● ACTIVITY: Would you return the lines between the one holding "is the house" and the one holding "is the streaked", inclusive, and only those, exactly as they stand in the listing below?
[EXTRACTED DATA — start]
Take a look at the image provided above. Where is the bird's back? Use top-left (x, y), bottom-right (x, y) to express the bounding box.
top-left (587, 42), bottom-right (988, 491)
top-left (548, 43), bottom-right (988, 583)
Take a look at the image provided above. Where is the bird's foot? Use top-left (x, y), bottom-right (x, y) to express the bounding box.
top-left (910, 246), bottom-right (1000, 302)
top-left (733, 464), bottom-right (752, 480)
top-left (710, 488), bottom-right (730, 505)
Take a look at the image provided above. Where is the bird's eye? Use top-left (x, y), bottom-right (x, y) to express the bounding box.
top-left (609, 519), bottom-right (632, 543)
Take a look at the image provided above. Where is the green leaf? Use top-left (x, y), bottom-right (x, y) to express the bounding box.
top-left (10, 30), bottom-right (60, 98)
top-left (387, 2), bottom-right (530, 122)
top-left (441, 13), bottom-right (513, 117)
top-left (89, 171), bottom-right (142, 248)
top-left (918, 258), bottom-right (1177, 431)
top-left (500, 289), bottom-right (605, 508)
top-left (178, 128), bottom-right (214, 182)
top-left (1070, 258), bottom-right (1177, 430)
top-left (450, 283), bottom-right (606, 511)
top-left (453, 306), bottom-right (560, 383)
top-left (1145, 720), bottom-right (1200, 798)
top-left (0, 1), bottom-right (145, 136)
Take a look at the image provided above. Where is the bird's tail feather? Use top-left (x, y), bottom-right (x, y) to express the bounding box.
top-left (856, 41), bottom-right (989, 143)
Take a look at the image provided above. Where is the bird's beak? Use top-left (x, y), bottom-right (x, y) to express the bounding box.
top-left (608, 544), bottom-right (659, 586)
[EXTRACTED DATA — finish]
[EXTRACTED DATA — start]
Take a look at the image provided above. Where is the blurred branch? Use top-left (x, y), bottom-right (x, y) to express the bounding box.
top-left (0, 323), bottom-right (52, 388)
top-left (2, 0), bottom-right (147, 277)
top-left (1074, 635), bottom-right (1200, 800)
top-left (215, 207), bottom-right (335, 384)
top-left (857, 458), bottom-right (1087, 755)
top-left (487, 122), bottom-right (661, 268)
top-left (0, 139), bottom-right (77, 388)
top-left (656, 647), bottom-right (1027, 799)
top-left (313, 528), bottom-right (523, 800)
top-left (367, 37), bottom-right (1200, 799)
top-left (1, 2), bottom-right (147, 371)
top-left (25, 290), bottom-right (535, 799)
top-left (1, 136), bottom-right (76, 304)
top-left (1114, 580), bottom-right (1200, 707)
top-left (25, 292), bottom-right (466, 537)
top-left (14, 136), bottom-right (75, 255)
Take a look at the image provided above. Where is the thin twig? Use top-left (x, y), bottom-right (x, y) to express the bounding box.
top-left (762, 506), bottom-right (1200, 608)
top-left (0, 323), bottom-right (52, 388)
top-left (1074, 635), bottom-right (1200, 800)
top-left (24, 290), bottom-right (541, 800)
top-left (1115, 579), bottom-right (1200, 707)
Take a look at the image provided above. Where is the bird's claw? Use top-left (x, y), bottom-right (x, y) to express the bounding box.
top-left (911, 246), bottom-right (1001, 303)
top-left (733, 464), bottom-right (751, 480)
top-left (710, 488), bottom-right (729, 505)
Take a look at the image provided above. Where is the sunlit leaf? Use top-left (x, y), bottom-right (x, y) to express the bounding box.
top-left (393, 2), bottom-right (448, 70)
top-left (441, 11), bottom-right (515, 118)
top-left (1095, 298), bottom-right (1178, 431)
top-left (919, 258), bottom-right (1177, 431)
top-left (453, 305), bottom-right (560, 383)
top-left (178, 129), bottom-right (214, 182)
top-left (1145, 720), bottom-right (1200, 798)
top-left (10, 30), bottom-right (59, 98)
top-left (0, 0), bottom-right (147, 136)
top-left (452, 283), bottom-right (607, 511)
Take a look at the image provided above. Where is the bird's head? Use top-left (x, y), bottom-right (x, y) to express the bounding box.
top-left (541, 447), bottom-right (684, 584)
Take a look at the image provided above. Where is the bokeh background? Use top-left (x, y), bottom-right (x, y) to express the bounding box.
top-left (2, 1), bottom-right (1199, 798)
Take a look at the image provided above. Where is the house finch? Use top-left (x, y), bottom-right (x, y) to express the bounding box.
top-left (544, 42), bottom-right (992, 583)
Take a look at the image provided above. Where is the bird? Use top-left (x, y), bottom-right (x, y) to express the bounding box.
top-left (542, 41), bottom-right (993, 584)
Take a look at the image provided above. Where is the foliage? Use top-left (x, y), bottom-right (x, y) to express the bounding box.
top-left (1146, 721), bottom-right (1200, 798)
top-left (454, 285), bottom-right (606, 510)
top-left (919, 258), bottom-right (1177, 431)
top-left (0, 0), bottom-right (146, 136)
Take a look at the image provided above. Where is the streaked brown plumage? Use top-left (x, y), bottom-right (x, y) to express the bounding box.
[EXTRACTED DATA — finish]
[EXTRACTED DATA — start]
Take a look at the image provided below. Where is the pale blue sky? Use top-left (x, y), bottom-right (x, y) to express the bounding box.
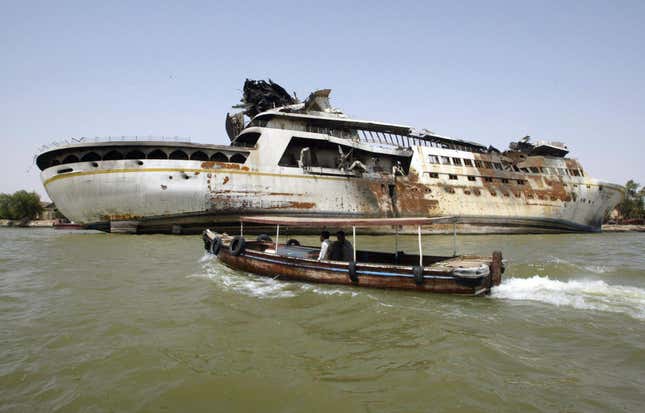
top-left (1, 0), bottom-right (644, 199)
[EXTRACTED DATA — finish]
● OUTPUT OF THE EXERCISE:
Take a look at the image provided above. Where is the house finch? Use top-left (x, y), bottom-right (x, y) to express the bounding box.
top-left (544, 42), bottom-right (992, 583)
Take a look at the image provided above. Where is the bird? Use top-left (x, y), bottom-right (x, y) to express the bounding box.
top-left (542, 41), bottom-right (993, 584)
Take a look at the image provided above. Where is the foliage? Use top-left (x, y), bottom-right (x, y) to express the bounding box.
top-left (1146, 721), bottom-right (1200, 798)
top-left (454, 285), bottom-right (606, 510)
top-left (919, 258), bottom-right (1177, 431)
top-left (0, 0), bottom-right (146, 136)
Take a look at the image provided above. Where is the streaked brown plumage? Use top-left (x, y), bottom-right (x, y) to express the bounding box.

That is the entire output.